Prompt - Identify every line in the listing below that contains the word "railway" and copy each of those lines out in full. Case counts.

Data provided -
--- START ---

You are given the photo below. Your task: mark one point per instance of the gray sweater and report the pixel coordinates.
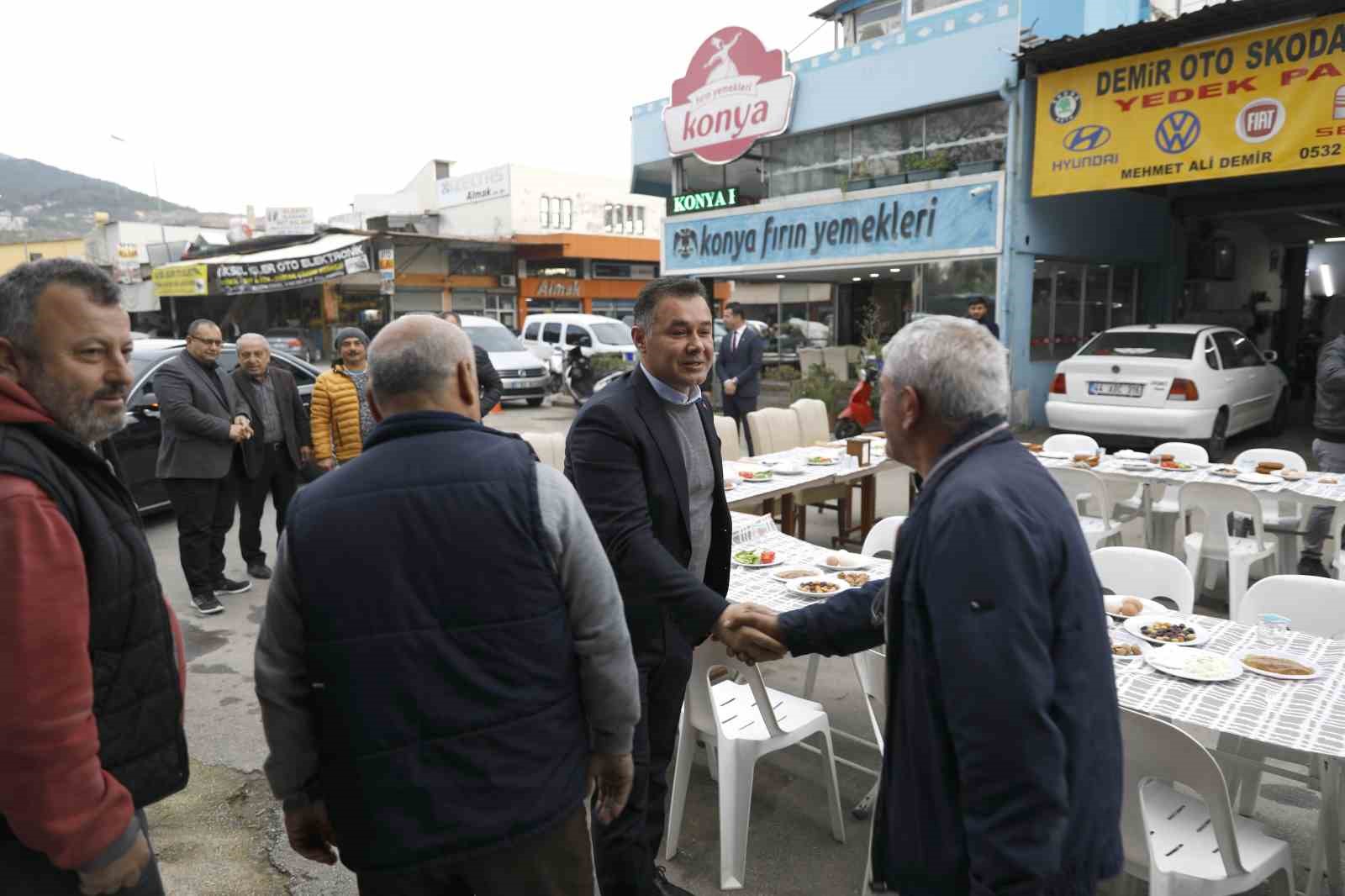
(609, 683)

--- END ---
--- START ---

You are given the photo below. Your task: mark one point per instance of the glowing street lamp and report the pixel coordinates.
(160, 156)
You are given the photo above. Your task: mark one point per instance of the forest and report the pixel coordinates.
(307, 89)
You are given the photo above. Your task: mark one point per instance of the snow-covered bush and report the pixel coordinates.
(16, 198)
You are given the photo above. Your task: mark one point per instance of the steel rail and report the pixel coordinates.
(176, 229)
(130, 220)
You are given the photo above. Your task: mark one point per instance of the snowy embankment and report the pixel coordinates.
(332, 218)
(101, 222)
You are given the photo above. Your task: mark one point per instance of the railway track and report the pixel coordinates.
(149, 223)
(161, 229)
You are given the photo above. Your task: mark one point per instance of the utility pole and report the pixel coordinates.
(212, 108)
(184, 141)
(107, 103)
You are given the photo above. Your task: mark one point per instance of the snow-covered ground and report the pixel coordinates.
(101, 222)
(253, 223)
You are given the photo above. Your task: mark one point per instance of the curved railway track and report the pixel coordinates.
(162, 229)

--- END ---

Exercise response -
You are given the photo above. Your task: mark one point per instance of the railway track and report the pixel coordinates.
You are given the photo above. Your task: mark one point per instance of the curved railway track and report the pixel coordinates.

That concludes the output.